INSTRUCTION: Resume the IMSL_ANOVANESTED reference page below, writing on from the point where it stops.

SOURCE PASSAGE:
· · ·

IMSL_ANOVANESTED
Syntax | Return Value | Arguments | Keywords | Discussion | Example | Version History
The IMSL_ANOVANESTED function analyzes a completely nested random model with possibly unequal numbers in the subgroups.
Note
This routine requires an IDL Advanced Math and Stats license. For more information, contact your ITT Visual Information Solutions sales or technical support representative.
Syntax
Result = IMSL_ANOVANESTED(n_factors, eq_option, n_levels, y [, ANOVA_TABLE=variable] [, CONFIDENCE=value] [, /DOUBLE] [, EMS=array] [, VAR_COMP=variable] [, Y_MEANS=array])
Return Value
The p-value for the F-statistic.
Arguments
eq_option
Equal numbers option.
n_factors
Number of factors (number of subscripts) in the model, including error.
n_levels
One-dimensional array with the number of levels.
If eq_option = 1, n_levels is of length n_factors and contains the number of levels for each of the factors. In this case, the additional variables listed in Table 16-5 are referred to in the description of IMSL_ANOVANESTED:
If eq_option = 0, n_levels contains the number of levels of each factor at each level of the factor in which it is nested. In this case, the following additional variables are referred to in the description of IMSL_ANOVANESTED:
For example, a random one-way model with two groups, five responses in the first group and ten in the second group, would have LNL = 3, LNLNF = 2, NOBS = 15, n_levels(0) = 2, n_levels(1) = 5, and n_levels(2) = 10.
y
One-dimensional array of length NOBS containing the responses.
Keywords
ANOVA_TABLE
Named variable which stores the size 15 array containing the analysis of variance table. Analysis of variance statistics are as follows:
- 0—Degrees of freedom for the model
- 1—Degrees of freedom for error
- 2—Total (corrected) degrees of freedom
- 3—Sum of squares for the model
- 4—Sum of squares for error
- 5—Total (corrected) sum of squares
- 6—Model mean square
- 7—Error mean square
- 8—Overall F-statistic
- 9—p-value
- 10—R2 (in percent)
- 11—Adjusted R2 (in percent)
- 12—Estimate of the standard deviation
- 13—Overall mean of y
- 14—Coefficient of variation (in percent)

· · ·

DATA ENTRIES:
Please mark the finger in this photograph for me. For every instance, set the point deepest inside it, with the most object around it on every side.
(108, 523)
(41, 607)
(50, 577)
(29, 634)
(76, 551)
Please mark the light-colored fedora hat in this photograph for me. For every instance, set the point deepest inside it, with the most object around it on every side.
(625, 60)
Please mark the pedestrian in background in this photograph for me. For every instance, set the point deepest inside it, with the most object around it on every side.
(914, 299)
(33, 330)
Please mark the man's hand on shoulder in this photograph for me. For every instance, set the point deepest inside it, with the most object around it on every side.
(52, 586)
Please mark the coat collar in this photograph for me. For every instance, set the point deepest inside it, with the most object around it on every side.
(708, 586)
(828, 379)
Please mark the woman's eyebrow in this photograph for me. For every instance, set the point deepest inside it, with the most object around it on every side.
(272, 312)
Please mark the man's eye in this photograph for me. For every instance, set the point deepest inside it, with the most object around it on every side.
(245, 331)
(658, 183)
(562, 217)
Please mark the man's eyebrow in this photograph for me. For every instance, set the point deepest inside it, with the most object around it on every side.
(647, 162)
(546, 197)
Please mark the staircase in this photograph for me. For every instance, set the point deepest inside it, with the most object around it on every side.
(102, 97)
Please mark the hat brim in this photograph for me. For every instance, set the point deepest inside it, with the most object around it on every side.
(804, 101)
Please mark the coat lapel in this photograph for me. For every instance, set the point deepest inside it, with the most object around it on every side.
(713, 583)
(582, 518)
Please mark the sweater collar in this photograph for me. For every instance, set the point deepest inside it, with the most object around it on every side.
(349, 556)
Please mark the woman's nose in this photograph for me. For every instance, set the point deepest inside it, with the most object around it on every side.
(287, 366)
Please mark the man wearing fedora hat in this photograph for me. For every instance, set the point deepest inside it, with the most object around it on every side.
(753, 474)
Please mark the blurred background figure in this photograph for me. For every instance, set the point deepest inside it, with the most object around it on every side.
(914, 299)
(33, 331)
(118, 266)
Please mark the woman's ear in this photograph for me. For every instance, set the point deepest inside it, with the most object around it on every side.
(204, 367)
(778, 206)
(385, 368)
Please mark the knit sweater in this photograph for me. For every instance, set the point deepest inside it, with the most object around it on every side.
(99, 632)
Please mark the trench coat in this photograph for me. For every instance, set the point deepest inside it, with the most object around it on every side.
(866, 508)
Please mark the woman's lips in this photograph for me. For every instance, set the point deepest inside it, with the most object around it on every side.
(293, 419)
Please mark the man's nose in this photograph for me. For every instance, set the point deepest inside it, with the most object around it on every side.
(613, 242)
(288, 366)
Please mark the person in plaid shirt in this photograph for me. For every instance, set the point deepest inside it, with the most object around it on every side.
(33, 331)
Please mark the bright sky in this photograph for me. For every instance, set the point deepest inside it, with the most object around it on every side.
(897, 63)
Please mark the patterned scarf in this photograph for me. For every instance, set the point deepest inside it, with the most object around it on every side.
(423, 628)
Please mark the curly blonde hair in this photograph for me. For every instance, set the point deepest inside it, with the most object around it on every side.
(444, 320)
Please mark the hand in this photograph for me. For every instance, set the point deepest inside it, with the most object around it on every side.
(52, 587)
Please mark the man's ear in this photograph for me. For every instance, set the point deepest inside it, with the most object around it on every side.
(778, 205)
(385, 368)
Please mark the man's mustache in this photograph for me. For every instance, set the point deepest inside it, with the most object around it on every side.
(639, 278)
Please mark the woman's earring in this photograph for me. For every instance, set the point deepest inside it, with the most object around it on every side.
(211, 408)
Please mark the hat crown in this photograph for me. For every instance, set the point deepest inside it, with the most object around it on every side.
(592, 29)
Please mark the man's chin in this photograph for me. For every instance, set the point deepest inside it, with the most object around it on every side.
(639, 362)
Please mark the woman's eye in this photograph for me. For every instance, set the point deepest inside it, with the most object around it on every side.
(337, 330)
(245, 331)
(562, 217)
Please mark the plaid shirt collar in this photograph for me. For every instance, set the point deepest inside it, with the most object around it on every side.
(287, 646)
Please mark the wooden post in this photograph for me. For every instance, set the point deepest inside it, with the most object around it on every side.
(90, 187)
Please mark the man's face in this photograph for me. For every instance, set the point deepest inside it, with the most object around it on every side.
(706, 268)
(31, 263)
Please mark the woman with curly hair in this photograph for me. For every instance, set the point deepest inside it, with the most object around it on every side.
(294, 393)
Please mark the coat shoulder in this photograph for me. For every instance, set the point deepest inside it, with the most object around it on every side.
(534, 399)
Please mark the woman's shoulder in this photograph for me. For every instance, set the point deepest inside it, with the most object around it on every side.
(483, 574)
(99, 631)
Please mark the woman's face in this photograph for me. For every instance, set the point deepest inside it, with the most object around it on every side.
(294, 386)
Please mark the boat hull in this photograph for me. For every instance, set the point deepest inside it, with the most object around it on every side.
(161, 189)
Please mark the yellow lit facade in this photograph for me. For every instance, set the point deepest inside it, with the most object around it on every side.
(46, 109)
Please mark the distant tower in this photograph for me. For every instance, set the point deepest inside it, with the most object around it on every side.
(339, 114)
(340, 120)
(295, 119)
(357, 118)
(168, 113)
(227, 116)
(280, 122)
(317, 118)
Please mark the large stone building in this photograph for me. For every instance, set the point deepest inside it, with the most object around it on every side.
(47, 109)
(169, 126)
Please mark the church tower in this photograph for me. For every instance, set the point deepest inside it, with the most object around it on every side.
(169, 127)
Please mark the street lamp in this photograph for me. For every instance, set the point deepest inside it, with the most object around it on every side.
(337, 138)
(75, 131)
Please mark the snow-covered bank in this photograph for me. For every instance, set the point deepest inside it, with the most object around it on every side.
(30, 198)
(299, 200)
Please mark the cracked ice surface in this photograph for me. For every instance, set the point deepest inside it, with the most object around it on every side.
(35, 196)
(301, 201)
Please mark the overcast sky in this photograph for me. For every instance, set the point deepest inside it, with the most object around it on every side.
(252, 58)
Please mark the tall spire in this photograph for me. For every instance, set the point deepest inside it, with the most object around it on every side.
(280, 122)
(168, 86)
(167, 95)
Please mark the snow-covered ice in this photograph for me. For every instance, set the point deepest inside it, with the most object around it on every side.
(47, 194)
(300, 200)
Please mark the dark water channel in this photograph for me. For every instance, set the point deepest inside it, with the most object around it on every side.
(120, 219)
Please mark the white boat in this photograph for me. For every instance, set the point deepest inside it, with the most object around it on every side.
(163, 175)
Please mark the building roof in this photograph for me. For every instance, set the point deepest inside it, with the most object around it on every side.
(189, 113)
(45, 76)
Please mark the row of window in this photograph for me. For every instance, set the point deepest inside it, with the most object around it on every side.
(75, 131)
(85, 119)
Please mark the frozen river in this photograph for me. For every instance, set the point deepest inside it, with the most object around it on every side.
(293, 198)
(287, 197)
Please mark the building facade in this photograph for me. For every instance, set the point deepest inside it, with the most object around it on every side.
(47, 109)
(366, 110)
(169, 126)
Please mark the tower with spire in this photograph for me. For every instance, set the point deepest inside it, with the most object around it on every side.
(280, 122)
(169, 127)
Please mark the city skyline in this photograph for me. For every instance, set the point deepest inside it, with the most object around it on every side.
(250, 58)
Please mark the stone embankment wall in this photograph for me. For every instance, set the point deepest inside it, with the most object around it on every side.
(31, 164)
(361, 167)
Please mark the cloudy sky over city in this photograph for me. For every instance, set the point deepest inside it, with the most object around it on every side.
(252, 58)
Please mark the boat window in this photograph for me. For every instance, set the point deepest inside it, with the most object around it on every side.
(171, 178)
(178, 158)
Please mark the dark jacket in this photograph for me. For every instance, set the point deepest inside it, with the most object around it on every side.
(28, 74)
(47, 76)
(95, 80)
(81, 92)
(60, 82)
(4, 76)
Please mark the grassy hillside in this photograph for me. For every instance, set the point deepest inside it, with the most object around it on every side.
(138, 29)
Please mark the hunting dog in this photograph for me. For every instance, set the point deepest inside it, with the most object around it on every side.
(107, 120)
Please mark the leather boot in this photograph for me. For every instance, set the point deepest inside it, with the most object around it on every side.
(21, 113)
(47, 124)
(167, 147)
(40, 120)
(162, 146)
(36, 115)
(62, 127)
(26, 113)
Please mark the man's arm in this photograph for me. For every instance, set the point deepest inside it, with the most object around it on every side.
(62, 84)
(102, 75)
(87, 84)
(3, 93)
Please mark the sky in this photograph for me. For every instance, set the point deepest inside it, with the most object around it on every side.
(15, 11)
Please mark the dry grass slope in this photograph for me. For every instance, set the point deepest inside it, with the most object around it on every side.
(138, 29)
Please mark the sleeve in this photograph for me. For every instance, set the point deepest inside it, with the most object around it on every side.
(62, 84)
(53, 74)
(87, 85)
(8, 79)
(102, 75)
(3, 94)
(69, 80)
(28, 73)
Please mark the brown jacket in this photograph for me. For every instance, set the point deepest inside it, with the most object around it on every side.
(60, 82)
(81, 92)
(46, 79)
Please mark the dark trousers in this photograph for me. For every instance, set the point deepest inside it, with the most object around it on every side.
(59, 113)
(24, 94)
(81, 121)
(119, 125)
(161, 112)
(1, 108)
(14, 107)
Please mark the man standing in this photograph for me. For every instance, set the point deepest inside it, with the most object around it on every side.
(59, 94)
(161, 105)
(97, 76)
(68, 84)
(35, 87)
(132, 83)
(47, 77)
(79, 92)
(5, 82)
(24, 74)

· · ·

EXERCISE RESULT:
CONFIDENCE
Confidence level for two-sided interval estimates on the variance components, in percent. Confidence percent confidence intervals are computed, hence, Confidence must be in the interval [0.0, 100.0). Confidence often will be 90.0, 95.0, or 99.0. For one-sided intervals with confidence level ONECL, ONECL in the interval [50.0, 100.0), set Confidence = 100.0 – 2.0 * (100.0 - ONECL). Default: Confidence = 95.0
DOUBLE
If present and nonzero, then double precision is used.
EMS
One-dimensional array of length n_factors * ((n_factors + 1)/2) with expected mean square coefficients.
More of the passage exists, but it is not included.